## [What this exercise asks]
(a) Rewrite the podcast transcript between "Yep. And worked" and "at Meta AI?", inclusive, changing "Diplomacy" to "Stratego".
(b) Answer these questions using the podcast transcript.
(i) At what percentile did CICERO compete?
(ii) Which episode does Jon point listeners to for more on the project?
(iii) What is Laurens's title at Meta AI?
(c) Continue the podcast transcript about CICERO from its last line.

## [Reading text]
Yeah, I mean the exciting thing about CICERO right, is that I think it’s pretty much the first time that we were able to combine, you know, sort of like really advanced sort of reasoning and planning sort of the kind of stuff that people have been doing in-game AI for a long time with natural language communication, right? And so it’s really that combination that I think makes, makes CICERO a really unique achievement.

Jon: 00:04:40

Yep. And worked really well. It’s, it was the, it was the top competitor at 90th percentile.

Laurens: 00:04:48

Yeah, yeah, yeah. Like we’re, the CICERO robot is, is basically competitive with like the top players in the world of the game of Diplomacy.

Jon: 00:04:57

Yeah. And so listeners, you can refer back to episode 663 if you want lots on that project. So, Laurens, you are a Senior Research Director at Meta AI. What are some of the most impactful projects that you’ve worked on in your time at Meta AI?

## [Data extracts]
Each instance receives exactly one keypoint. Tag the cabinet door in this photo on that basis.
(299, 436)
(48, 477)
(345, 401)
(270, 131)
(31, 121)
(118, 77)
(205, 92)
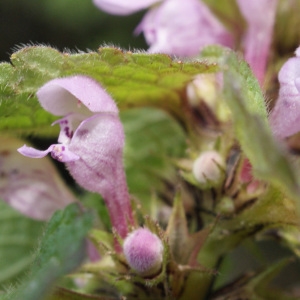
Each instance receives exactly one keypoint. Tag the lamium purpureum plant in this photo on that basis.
(183, 169)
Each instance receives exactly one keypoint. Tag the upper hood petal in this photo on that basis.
(75, 94)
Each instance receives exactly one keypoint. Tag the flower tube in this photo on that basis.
(91, 141)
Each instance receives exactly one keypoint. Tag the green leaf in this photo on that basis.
(61, 250)
(17, 242)
(133, 79)
(246, 102)
(152, 139)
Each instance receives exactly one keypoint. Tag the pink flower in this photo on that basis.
(91, 141)
(143, 251)
(285, 117)
(182, 28)
(32, 187)
(123, 7)
(260, 17)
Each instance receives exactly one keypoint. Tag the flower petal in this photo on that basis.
(182, 28)
(285, 116)
(260, 16)
(121, 7)
(34, 153)
(32, 187)
(99, 142)
(75, 94)
(59, 152)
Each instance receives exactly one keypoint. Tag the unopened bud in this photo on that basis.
(144, 252)
(208, 167)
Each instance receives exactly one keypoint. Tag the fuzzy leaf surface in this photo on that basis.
(133, 79)
(61, 250)
(17, 242)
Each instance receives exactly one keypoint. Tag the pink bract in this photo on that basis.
(260, 17)
(90, 142)
(285, 117)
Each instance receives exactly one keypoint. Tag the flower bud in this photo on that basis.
(143, 251)
(207, 166)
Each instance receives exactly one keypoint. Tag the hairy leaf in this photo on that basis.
(133, 79)
(61, 250)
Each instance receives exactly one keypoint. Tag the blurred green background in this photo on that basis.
(64, 24)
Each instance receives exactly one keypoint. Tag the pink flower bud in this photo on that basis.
(207, 166)
(143, 251)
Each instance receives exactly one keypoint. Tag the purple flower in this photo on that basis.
(122, 7)
(182, 28)
(260, 16)
(32, 187)
(143, 251)
(285, 117)
(91, 141)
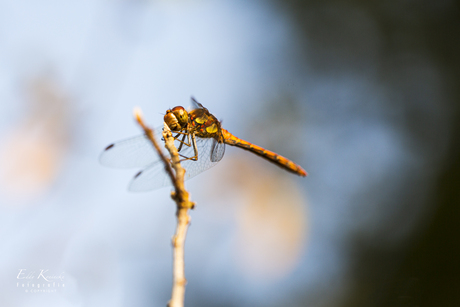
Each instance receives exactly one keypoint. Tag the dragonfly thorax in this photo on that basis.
(176, 118)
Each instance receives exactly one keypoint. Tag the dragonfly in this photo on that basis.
(200, 141)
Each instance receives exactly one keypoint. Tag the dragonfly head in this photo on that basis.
(176, 118)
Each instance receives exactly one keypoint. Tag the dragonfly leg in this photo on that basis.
(182, 142)
(195, 157)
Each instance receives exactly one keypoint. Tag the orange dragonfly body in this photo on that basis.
(200, 141)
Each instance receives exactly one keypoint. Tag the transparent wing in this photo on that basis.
(217, 151)
(151, 178)
(210, 152)
(133, 152)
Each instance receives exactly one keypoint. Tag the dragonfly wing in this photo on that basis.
(217, 151)
(151, 178)
(155, 176)
(137, 151)
(205, 159)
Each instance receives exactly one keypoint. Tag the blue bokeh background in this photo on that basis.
(363, 96)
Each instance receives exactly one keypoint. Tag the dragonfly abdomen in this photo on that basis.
(271, 156)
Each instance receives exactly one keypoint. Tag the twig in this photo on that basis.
(181, 197)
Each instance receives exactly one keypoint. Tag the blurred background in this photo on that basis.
(363, 94)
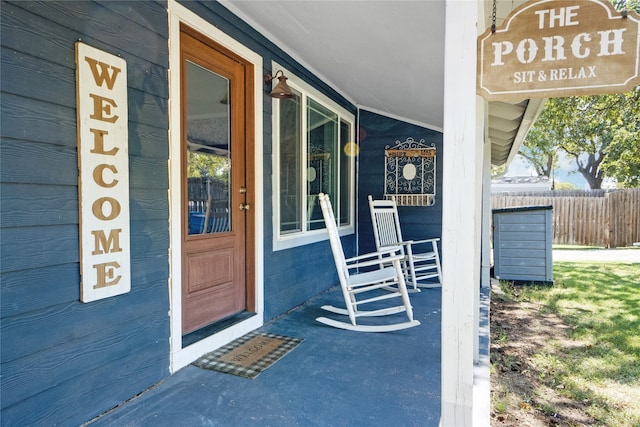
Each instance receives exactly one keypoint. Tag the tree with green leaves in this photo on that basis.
(600, 132)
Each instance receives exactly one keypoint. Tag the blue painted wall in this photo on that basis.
(62, 361)
(377, 132)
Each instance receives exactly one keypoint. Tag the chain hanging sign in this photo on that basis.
(103, 161)
(554, 48)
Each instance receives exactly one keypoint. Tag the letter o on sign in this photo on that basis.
(98, 208)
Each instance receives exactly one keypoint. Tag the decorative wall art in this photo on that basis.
(410, 173)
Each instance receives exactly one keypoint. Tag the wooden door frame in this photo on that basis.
(180, 356)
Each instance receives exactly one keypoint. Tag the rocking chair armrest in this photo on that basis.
(417, 242)
(374, 258)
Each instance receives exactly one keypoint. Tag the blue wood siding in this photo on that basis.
(64, 362)
(376, 133)
(522, 244)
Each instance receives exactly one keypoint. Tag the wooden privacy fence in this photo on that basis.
(594, 218)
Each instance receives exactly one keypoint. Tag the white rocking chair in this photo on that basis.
(418, 265)
(355, 283)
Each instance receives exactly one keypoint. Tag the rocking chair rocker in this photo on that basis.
(355, 283)
(418, 265)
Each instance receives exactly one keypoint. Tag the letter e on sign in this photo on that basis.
(103, 182)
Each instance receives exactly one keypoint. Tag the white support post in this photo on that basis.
(461, 219)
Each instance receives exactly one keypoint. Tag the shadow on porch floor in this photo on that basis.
(334, 378)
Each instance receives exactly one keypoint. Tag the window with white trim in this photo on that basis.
(314, 152)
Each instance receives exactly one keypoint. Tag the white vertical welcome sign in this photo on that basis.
(103, 160)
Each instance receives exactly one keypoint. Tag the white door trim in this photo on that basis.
(181, 357)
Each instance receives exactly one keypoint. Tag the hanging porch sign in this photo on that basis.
(103, 162)
(554, 48)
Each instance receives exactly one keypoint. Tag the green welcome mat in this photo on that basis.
(248, 355)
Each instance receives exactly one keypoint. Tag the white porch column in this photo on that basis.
(461, 220)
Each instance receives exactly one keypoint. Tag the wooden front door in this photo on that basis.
(217, 147)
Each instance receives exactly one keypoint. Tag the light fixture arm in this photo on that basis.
(268, 78)
(282, 89)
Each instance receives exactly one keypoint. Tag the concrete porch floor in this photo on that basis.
(333, 378)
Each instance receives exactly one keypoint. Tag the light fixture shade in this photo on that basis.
(282, 89)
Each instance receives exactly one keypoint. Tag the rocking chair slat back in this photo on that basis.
(384, 282)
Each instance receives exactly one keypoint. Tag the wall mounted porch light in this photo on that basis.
(282, 89)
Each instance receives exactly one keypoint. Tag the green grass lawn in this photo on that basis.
(601, 305)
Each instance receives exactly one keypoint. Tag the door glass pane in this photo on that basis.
(208, 151)
(290, 169)
(322, 160)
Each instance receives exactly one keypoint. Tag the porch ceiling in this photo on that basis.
(384, 56)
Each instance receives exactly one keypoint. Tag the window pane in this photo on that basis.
(322, 160)
(290, 165)
(208, 151)
(346, 153)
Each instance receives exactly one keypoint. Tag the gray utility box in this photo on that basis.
(522, 239)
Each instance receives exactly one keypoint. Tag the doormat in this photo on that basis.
(248, 355)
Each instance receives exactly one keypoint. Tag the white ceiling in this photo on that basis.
(384, 56)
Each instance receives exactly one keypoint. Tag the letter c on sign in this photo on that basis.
(98, 175)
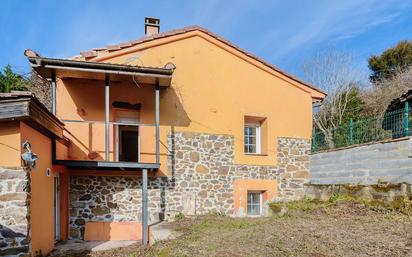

## [Responses in order]
(a)
Yep. And worked really well. It’s, it was the, it was the top competitor at 90th percentile.

Laurens: 00:04:48

Yeah, yeah, yeah. Like we’re, the CICERO robot is, is basically competitive with like the top players in the world of the game of Stratego.

Jon: 00:04:57

Yeah. And so listeners, you can refer back to episode 663 if you want lots on that project. So, Laurens, you are a Senior Research Director at Meta AI. What are some of the most impactful projects that you’ve worked on in your time at Meta AI?

(b)
(i) The 90th percentile.
(ii) Episode 663.
(iii) Senior Research Director.

(c)
Laurens: 00:05:14

I’ve, I’ve been at Meta AI for eight and a half years, so I’ve worked on on many things. So, I don’t know, sort of what is the most impactful one. Maybe one of the projects I’m most proud of is, is some of the work that we did on large scale learning of image recognition models on web data. Sort of the story behind this effort sort of comes, goes back to when I joined Meta back in 2015. And at that time, sort of the common approach to building image recognition systems was you would collect a set of images and you would manually annotate sort of what is in those images. Like here’s a coffee cup, here’s a cat, here’s a dog, et cetera.